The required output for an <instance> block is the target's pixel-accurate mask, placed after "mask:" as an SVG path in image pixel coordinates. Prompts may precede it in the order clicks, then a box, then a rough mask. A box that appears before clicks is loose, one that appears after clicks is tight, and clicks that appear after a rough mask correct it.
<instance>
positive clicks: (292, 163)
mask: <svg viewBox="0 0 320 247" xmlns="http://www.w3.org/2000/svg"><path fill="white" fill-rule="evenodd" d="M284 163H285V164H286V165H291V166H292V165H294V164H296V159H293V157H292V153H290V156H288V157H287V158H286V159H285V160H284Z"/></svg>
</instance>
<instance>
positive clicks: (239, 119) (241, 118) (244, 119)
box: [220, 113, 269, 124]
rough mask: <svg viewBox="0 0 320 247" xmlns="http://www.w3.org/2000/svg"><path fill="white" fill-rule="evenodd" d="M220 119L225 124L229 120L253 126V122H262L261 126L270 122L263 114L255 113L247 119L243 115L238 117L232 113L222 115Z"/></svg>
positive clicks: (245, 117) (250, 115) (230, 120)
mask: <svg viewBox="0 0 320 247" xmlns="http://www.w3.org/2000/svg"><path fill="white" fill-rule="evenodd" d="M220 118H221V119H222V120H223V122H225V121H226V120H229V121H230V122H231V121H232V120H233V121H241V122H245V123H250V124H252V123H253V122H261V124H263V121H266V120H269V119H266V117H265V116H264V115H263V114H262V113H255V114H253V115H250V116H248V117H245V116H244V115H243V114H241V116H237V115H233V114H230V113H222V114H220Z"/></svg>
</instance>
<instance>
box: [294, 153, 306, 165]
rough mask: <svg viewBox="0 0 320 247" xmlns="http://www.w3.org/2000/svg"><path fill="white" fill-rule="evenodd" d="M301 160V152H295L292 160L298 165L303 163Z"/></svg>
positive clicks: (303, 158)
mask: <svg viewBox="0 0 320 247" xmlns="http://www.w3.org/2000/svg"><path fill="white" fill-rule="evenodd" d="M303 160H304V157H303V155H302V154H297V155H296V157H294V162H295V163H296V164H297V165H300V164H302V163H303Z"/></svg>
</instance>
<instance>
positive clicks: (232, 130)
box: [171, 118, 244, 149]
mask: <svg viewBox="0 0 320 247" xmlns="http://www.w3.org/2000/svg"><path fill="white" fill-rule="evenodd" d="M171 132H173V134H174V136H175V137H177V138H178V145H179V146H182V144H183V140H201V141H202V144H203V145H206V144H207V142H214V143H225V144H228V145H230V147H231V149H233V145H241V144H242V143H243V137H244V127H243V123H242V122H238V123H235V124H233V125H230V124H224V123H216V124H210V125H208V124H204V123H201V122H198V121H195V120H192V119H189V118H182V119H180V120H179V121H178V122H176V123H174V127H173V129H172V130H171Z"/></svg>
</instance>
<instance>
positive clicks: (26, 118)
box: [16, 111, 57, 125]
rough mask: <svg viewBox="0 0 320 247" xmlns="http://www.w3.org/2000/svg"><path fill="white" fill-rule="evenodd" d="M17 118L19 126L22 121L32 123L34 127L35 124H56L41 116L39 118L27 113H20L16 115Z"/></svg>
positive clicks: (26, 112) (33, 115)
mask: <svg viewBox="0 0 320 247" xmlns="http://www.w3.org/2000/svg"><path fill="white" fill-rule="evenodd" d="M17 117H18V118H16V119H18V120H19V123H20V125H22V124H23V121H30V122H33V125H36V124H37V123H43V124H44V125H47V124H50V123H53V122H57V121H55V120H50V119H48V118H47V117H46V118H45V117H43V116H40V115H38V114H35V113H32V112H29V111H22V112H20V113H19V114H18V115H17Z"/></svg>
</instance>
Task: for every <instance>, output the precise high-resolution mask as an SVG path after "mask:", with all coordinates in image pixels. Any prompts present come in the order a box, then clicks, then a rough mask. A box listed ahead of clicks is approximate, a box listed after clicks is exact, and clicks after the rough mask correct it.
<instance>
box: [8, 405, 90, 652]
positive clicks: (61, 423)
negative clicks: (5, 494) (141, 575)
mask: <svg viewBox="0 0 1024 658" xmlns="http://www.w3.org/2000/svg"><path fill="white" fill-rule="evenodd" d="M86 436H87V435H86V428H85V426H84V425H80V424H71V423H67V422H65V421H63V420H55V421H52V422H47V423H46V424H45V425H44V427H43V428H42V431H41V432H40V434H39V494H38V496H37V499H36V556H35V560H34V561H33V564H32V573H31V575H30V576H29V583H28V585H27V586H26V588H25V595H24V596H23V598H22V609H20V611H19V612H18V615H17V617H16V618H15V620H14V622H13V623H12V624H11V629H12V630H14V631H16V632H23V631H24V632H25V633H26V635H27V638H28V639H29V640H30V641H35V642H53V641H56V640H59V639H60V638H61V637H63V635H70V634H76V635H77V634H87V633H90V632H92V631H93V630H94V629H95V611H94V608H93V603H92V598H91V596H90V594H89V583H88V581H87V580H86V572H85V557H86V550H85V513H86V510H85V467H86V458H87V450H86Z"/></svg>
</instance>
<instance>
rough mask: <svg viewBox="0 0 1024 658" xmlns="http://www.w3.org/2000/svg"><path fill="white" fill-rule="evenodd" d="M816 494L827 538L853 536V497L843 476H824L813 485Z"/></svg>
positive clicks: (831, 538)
════════════════
Work request
Go through the entries and repeat each one exactly.

Result of the task
The required output for an <instance> block is the target's pixel-accurate mask, placed after "mask:" as an SVG path in image pixel coordinates. Prompts may precede it in the order clicks, then a box, then a rough mask. A box that appears before clicks is loose, one that appears after clicks is tight, and clicks that appear after a rough mask correct it.
<instance>
positive clicks: (292, 163)
mask: <svg viewBox="0 0 320 247" xmlns="http://www.w3.org/2000/svg"><path fill="white" fill-rule="evenodd" d="M284 163H285V164H286V165H291V166H292V165H294V164H296V159H293V157H292V153H290V156H288V157H287V158H286V159H285V160H284Z"/></svg>
</instance>
<instance>
positive clicks: (239, 119) (241, 118) (244, 119)
box: [220, 113, 269, 124]
rough mask: <svg viewBox="0 0 320 247" xmlns="http://www.w3.org/2000/svg"><path fill="white" fill-rule="evenodd" d="M220 119L225 124L229 120L253 126V122H262L261 126L270 122L263 114L255 113L247 119L243 115L238 117L232 113L222 115Z"/></svg>
positive clicks: (245, 117) (250, 115) (230, 120)
mask: <svg viewBox="0 0 320 247" xmlns="http://www.w3.org/2000/svg"><path fill="white" fill-rule="evenodd" d="M220 118H221V119H222V120H223V122H225V121H226V120H229V121H230V122H231V121H232V120H233V121H241V122H245V123H250V124H252V123H253V122H261V124H263V121H266V120H269V119H266V117H265V116H264V115H263V114H262V113H255V114H253V115H250V116H248V117H245V116H244V115H243V114H241V116H237V115H233V114H230V113H222V114H220Z"/></svg>
</instance>
<instance>
box: [294, 153, 306, 165]
rough mask: <svg viewBox="0 0 320 247" xmlns="http://www.w3.org/2000/svg"><path fill="white" fill-rule="evenodd" d="M301 160V152H295L292 160L298 165L303 163Z"/></svg>
positive clicks: (303, 158)
mask: <svg viewBox="0 0 320 247" xmlns="http://www.w3.org/2000/svg"><path fill="white" fill-rule="evenodd" d="M303 160H304V157H303V155H302V154H297V155H296V157H294V162H295V163H296V164H297V165H300V164H302V163H303Z"/></svg>
</instance>
<instance>
positive clicks: (232, 130)
box: [171, 118, 244, 149]
mask: <svg viewBox="0 0 320 247" xmlns="http://www.w3.org/2000/svg"><path fill="white" fill-rule="evenodd" d="M171 132H173V134H174V136H175V137H177V138H178V145H179V146H182V144H183V140H201V141H202V144H203V145H206V144H207V142H214V143H225V144H228V145H230V147H231V149H233V145H241V144H242V143H243V137H244V127H243V123H242V122H238V123H235V124H233V125H230V124H224V123H216V124H210V125H208V124H204V123H201V122H198V121H195V120H192V119H189V118H182V119H180V120H179V121H178V122H176V123H174V127H173V129H172V130H171Z"/></svg>
</instance>
<instance>
positive clicks: (26, 118)
box: [16, 111, 57, 125]
rough mask: <svg viewBox="0 0 320 247" xmlns="http://www.w3.org/2000/svg"><path fill="white" fill-rule="evenodd" d="M17 118L19 126L22 121L32 123L34 127L35 124H56L41 116L39 118L27 113H20L16 115Z"/></svg>
positive clicks: (26, 112) (33, 115)
mask: <svg viewBox="0 0 320 247" xmlns="http://www.w3.org/2000/svg"><path fill="white" fill-rule="evenodd" d="M17 117H18V118H16V119H18V120H19V123H20V125H22V124H23V121H30V122H33V125H36V124H37V123H43V124H44V125H47V124H50V123H53V122H57V121H55V120H50V119H48V118H47V117H46V118H45V117H43V116H40V115H38V114H35V113H32V112H29V111H22V112H20V113H19V114H18V115H17Z"/></svg>
</instance>
Task: for every <instance>, output the precise high-resolution mask as an SVG path after "mask:", with all coordinates in image pixels. Any prompts present come in the order a box, then clicks, then a rough mask. A box listed ahead of clicks is approximate, a box listed after clicks is exact, and clicks after the rough mask correct it.
<instance>
box: [8, 405, 90, 652]
positive clicks: (61, 423)
negative clicks: (5, 494) (141, 575)
mask: <svg viewBox="0 0 1024 658" xmlns="http://www.w3.org/2000/svg"><path fill="white" fill-rule="evenodd" d="M86 436H87V435H86V428H85V426H84V425H80V424H71V423H67V422H65V421H63V420H55V421H52V422H47V423H46V424H45V425H44V427H43V428H42V431H41V432H40V434H39V494H38V496H37V499H36V556H35V560H34V561H33V564H32V573H31V575H30V576H29V583H28V585H27V586H26V588H25V595H24V596H23V598H22V609H20V611H19V612H18V615H17V617H16V618H15V620H14V622H13V623H12V624H11V629H12V630H14V631H16V632H23V631H24V632H25V633H26V635H27V638H28V639H29V640H30V641H35V642H53V641H56V640H59V639H60V638H61V637H63V635H70V634H76V635H77V634H87V633H90V632H92V631H93V630H94V629H95V611H94V608H93V603H92V598H91V596H90V594H89V583H88V581H87V580H86V572H85V557H86V550H85V513H86V510H85V467H86V458H87V450H86Z"/></svg>
</instance>
<instance>
rough mask: <svg viewBox="0 0 1024 658" xmlns="http://www.w3.org/2000/svg"><path fill="white" fill-rule="evenodd" d="M816 494L827 538L853 536V497L843 476H824L813 485Z"/></svg>
positive clicks: (831, 538)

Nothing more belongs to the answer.